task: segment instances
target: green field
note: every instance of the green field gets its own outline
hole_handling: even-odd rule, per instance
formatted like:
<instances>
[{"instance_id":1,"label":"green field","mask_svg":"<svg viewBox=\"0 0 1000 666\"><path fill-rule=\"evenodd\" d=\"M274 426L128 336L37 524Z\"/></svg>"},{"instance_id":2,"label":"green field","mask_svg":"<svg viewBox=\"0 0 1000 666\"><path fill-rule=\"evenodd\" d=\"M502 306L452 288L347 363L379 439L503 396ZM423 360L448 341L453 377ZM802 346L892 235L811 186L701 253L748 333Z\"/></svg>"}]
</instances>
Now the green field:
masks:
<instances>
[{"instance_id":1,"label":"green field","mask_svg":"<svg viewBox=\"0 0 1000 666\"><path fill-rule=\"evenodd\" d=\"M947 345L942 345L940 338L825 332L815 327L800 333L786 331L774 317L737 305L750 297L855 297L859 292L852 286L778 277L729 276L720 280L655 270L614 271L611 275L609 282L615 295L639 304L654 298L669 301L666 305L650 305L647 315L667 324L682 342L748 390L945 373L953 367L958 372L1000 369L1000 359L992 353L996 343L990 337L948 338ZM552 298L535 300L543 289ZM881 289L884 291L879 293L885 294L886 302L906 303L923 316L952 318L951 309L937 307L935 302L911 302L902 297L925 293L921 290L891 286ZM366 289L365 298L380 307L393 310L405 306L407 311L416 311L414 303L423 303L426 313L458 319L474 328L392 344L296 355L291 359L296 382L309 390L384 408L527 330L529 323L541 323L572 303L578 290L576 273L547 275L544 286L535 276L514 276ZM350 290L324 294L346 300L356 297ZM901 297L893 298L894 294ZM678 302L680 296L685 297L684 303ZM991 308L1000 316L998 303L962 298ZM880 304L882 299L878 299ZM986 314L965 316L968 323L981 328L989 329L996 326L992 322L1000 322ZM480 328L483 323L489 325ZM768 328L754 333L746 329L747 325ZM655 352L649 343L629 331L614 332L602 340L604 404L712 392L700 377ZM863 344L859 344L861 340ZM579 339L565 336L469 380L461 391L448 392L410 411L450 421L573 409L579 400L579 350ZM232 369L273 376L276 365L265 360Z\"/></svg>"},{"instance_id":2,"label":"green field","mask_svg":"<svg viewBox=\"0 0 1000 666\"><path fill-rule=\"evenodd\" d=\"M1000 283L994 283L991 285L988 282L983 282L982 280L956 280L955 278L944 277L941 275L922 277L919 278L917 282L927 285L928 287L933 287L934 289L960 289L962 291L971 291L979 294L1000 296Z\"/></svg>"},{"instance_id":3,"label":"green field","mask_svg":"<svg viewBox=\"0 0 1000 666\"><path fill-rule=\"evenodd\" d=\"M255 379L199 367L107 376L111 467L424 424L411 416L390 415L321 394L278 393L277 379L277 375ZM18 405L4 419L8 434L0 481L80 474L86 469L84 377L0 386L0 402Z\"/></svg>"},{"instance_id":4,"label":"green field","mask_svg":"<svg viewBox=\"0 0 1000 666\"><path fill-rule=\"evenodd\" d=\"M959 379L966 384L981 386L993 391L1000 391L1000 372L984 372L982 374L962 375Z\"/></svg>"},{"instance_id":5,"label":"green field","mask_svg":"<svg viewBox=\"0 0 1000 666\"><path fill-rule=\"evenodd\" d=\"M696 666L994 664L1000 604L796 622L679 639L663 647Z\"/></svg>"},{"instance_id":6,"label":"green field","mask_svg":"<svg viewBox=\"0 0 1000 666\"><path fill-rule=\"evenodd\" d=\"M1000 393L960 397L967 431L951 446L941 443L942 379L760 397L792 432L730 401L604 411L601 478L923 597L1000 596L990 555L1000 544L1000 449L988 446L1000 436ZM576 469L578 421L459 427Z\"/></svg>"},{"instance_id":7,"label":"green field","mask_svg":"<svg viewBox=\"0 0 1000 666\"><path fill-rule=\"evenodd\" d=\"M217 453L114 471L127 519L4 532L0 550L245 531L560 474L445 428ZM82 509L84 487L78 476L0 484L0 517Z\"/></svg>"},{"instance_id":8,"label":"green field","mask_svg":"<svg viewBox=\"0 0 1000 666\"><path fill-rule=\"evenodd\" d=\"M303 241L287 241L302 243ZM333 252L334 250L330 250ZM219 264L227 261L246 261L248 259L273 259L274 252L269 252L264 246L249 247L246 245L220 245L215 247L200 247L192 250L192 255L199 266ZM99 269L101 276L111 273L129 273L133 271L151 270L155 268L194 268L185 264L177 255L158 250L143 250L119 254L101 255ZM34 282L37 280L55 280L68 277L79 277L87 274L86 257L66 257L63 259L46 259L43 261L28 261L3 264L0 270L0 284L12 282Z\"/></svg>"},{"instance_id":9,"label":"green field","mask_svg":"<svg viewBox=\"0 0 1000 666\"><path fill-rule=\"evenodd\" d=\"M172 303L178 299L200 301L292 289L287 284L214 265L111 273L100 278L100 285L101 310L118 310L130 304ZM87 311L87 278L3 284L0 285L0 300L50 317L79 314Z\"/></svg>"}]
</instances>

Activity:
In the answer, each entry from the listing must be transcribed exactly.

Solved problem:
task: segment instances
target: green field
note: every instance of the green field gets its own outline
hole_handling: even-odd rule, per instance
formatted like:
<instances>
[{"instance_id":1,"label":"green field","mask_svg":"<svg viewBox=\"0 0 1000 666\"><path fill-rule=\"evenodd\" d=\"M274 426L128 336L37 524Z\"/></svg>"},{"instance_id":2,"label":"green field","mask_svg":"<svg viewBox=\"0 0 1000 666\"><path fill-rule=\"evenodd\" d=\"M502 306L452 288L347 363L379 439L503 396ZM423 360L448 341L453 377ZM802 346L892 235L811 186L701 253L748 333Z\"/></svg>"}]
</instances>
Now the green field:
masks:
<instances>
[{"instance_id":1,"label":"green field","mask_svg":"<svg viewBox=\"0 0 1000 666\"><path fill-rule=\"evenodd\" d=\"M947 345L942 345L940 338L825 332L815 327L800 333L786 331L774 317L737 305L750 297L855 297L859 292L852 286L778 277L729 276L720 280L655 270L614 271L611 275L609 282L615 295L639 304L654 298L669 301L666 305L650 305L647 315L667 324L682 342L748 390L945 373L953 367L958 372L1000 369L1000 359L992 353L996 343L990 337L948 338ZM552 298L535 300L543 289ZM881 289L884 291L879 293L885 294L886 302L906 303L923 316L952 318L951 309L937 307L935 302L911 302L902 297L925 293L921 290L891 286ZM366 289L365 298L380 307L393 310L405 306L407 311L416 311L414 303L423 303L426 313L458 319L474 328L392 344L296 355L291 359L296 382L309 390L384 408L527 330L529 323L541 323L572 303L578 290L576 273L547 275L544 286L535 276L514 276ZM350 290L324 294L346 300L356 297ZM901 297L893 298L894 294ZM678 302L680 296L685 297L684 303ZM991 308L1000 316L998 303L962 298ZM880 304L882 299L878 299ZM986 314L965 316L968 323L981 328L989 329L996 326L992 322L1000 322ZM480 328L483 323L489 325ZM768 328L754 333L746 329L747 325ZM655 352L649 343L629 331L614 332L602 340L604 404L712 392L700 377ZM863 344L859 344L861 340ZM579 339L565 336L469 380L461 391L448 392L410 411L450 421L573 409L579 400L579 350ZM232 369L273 376L276 365L265 360Z\"/></svg>"},{"instance_id":2,"label":"green field","mask_svg":"<svg viewBox=\"0 0 1000 666\"><path fill-rule=\"evenodd\" d=\"M1000 283L994 283L991 285L988 282L983 282L982 280L956 280L955 278L944 277L941 275L922 277L919 278L917 282L927 285L928 287L933 287L934 289L960 289L962 291L971 291L979 294L1000 296Z\"/></svg>"},{"instance_id":3,"label":"green field","mask_svg":"<svg viewBox=\"0 0 1000 666\"><path fill-rule=\"evenodd\" d=\"M255 379L199 367L107 376L111 467L424 424L411 416L390 415L321 394L278 393L277 379L277 375ZM18 405L4 419L8 434L0 481L80 474L86 469L84 377L0 386L0 402Z\"/></svg>"},{"instance_id":4,"label":"green field","mask_svg":"<svg viewBox=\"0 0 1000 666\"><path fill-rule=\"evenodd\" d=\"M959 379L966 384L981 386L993 391L1000 391L1000 372L984 372L982 374L962 375Z\"/></svg>"},{"instance_id":5,"label":"green field","mask_svg":"<svg viewBox=\"0 0 1000 666\"><path fill-rule=\"evenodd\" d=\"M696 666L994 664L1000 604L796 622L679 639L663 647Z\"/></svg>"},{"instance_id":6,"label":"green field","mask_svg":"<svg viewBox=\"0 0 1000 666\"><path fill-rule=\"evenodd\" d=\"M1000 393L960 397L967 431L951 446L941 443L942 379L760 397L792 432L730 401L604 411L601 478L923 597L1000 596L990 555L1000 544L1000 449L988 446L1000 436ZM576 469L578 421L459 427Z\"/></svg>"},{"instance_id":7,"label":"green field","mask_svg":"<svg viewBox=\"0 0 1000 666\"><path fill-rule=\"evenodd\" d=\"M217 453L114 471L127 519L4 532L0 550L245 531L560 474L445 428ZM82 509L84 487L78 476L0 484L0 517Z\"/></svg>"},{"instance_id":8,"label":"green field","mask_svg":"<svg viewBox=\"0 0 1000 666\"><path fill-rule=\"evenodd\" d=\"M303 241L287 241L302 243ZM333 252L334 250L330 250ZM219 264L227 261L246 261L248 259L273 259L274 252L269 252L264 246L249 247L246 245L220 245L215 247L200 247L192 250L192 255L199 266ZM99 269L101 276L111 273L129 273L133 271L151 270L155 268L194 268L185 264L177 255L158 250L143 250L119 254L101 255ZM34 282L37 280L55 280L68 277L79 277L87 274L86 257L66 257L63 259L46 259L43 261L28 261L3 264L0 270L0 284L12 282Z\"/></svg>"},{"instance_id":9,"label":"green field","mask_svg":"<svg viewBox=\"0 0 1000 666\"><path fill-rule=\"evenodd\" d=\"M172 303L178 299L200 301L292 289L287 284L214 265L111 273L100 278L100 285L101 310L118 310L130 304ZM87 311L87 278L3 284L0 285L0 300L50 317L79 314Z\"/></svg>"}]
</instances>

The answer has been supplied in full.